## Texto de origem
-=-=-=-=-

Doutorando em Direito pela Universidade Católica de Lisboa, José Luís António Domingos não tem tido um consulado pacífico devido às suas posições ousadas em defesa da classe e de causas sociais, algumas das quais já levaram ao chumbo de leis inconstitucionais junto do Tribunal Constitucional.
“Ninguém é suficientemente rico que não possa ser punido, ninguém é pobre demais que não possa ser protegido”?
A frase expressa um ideal nobre, mas ainda distante da realidade prática. A justiça deve, de facto, ser acessível para todos, infelizmente, persistem sinais de desigualdade no tratamento judicial, o que exige reformas estruturais e conjunturais no sistema de justiça.
Não podemos ter boa justiça, quando os tribunais são injustiçados pelo Executivo. Sem um poder verdadeiramente independente e eficiente, a justiça será sempre um sonho distante de ser concretizado para os angolanos.
O nosso Estado de Direito é embrionário e corre sérios riscos de ser abortado. É o momento de apostarmos seriamente no seu nascimento completo e saudável.
Do seu ponto de vista da OAA, há uma verdadeira separação de poderes em Angola?
Formalmente, sim. Contudo, na prática, observam- se interferências do poder político no funcionamento do poder judicial, que estão bem identificadas, quer pela dependência orçamental, quer pela nomeação discricionária dos presidentes dos tribunais superiores, entre outros constrangimentos, que devem ser estudados com profundidade na tão necessária reforma, que deve ter no centro os principais operadores da justiça e não os políticos ou juristas políticos.
No que diz respeito ao combate à corrupção: êxito ou fracasso?
O combate à corrupção foi anunciado com vigor, mas carece de consistência e imparcialidade. A falta de transparência, a morosidade processual e a selectividade nas investigações e julgamentos comprometem os resultados. Sem um sistema
«Há indícios sérios de corrupção no sistema judicial. Temos apelado à coragem de todos para que denunciem tais actos»
judicial independente e célere, este combate será sempre limitado.
Como tem sido a relação da OAA com as demais instituições judiciais?
Temos mantido um diálogo institucional respeitoso, mas firme. Exigimos o reconhecimento do papel constitucional da advocacia e rejeitamos qualquer tentativa de marginalização dos advogados nos processos judiciais. Quando necessário, reagimos publicamente e com acções legais.
Em relação ao debate sobre o pacote eleitoral que foi impedido por força de uma decisão judicial. O que tem a dizer?

-=-=-=-=-

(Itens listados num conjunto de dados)
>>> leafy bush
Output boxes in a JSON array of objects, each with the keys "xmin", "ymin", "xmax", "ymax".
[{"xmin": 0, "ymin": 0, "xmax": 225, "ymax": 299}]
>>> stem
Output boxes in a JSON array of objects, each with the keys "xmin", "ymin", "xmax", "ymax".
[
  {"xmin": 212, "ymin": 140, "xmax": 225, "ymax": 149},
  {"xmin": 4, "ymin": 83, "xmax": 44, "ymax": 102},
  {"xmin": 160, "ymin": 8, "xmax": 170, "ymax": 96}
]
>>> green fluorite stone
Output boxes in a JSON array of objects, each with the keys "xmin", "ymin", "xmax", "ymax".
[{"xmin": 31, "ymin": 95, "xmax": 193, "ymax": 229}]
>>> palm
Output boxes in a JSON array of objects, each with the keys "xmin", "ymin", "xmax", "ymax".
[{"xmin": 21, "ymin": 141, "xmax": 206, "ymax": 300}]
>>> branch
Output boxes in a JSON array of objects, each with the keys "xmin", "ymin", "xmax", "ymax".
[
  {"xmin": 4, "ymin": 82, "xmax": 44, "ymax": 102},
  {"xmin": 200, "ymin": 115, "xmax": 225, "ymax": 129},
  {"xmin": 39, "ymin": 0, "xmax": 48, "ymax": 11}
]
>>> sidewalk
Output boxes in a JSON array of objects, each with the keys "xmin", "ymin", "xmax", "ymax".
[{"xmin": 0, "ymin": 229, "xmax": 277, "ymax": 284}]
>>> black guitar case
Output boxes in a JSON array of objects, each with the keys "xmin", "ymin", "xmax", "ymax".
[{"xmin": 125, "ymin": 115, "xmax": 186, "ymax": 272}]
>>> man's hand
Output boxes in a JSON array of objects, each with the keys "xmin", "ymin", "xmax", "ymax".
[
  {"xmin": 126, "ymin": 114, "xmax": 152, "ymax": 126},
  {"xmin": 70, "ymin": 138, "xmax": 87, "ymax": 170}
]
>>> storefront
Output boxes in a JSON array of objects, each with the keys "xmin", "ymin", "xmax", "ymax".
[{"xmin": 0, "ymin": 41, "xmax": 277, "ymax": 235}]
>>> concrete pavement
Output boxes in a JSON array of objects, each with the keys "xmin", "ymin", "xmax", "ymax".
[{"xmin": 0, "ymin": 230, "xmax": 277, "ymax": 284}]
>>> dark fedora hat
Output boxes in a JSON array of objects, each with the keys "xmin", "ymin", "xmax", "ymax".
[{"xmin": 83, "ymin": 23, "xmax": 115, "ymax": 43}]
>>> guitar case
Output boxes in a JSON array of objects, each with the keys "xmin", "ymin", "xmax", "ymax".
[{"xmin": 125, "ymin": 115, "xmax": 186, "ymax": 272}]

-=-=-=-=-

## Problema proposto 1
Transcreva do texto o trecho que começa nas palavras "O combate à corrupção foi" e termina depois de "com acções legais.".
## Problema proposto 2
Responda, com base no texto:
(a) Em que universidade é doutorando José Luís António Domingos?
(b) Como é qualificado o nosso Estado de Direito?
(c) Que duas formas de interferência do poder político no funcionamento do poder judicial são apontadas?
Os registos não têm qualquer relação com o texto.

## Resultado certo 1
O combate à corrupção foi anunciado com vigor, mas carece de consistência e imparcialidade. A falta de transparência, a morosidade processual e a selectividade nas investigações e julgamentos comprometem os resultados. Sem um sistema
«Há indícios sérios de corrupção no sistema judicial. Temos apelado à coragem de todos para que denunciem tais actos»
judicial independente e célere, este combate será sempre limitado.
Como tem sido a relação da OAA com as demais instituições judiciais?
Temos mantido um diálogo institucional respeitoso, mas firme. Exigimos o reconhecimento do papel constitucional da advocacia e rejeitamos qualquer tentativa de marginalização dos advogados nos processos judiciais. Quando necessário, reagimos publicamente e com acções legais.

## Resultado certo 2
(a) Na Universidade Católica de Lisboa.
(b) Como embrionário e em sérios riscos de ser abortado.
(c) A dependência orçamental e a nomeação discricionária dos presidentes dos tribunais superiores.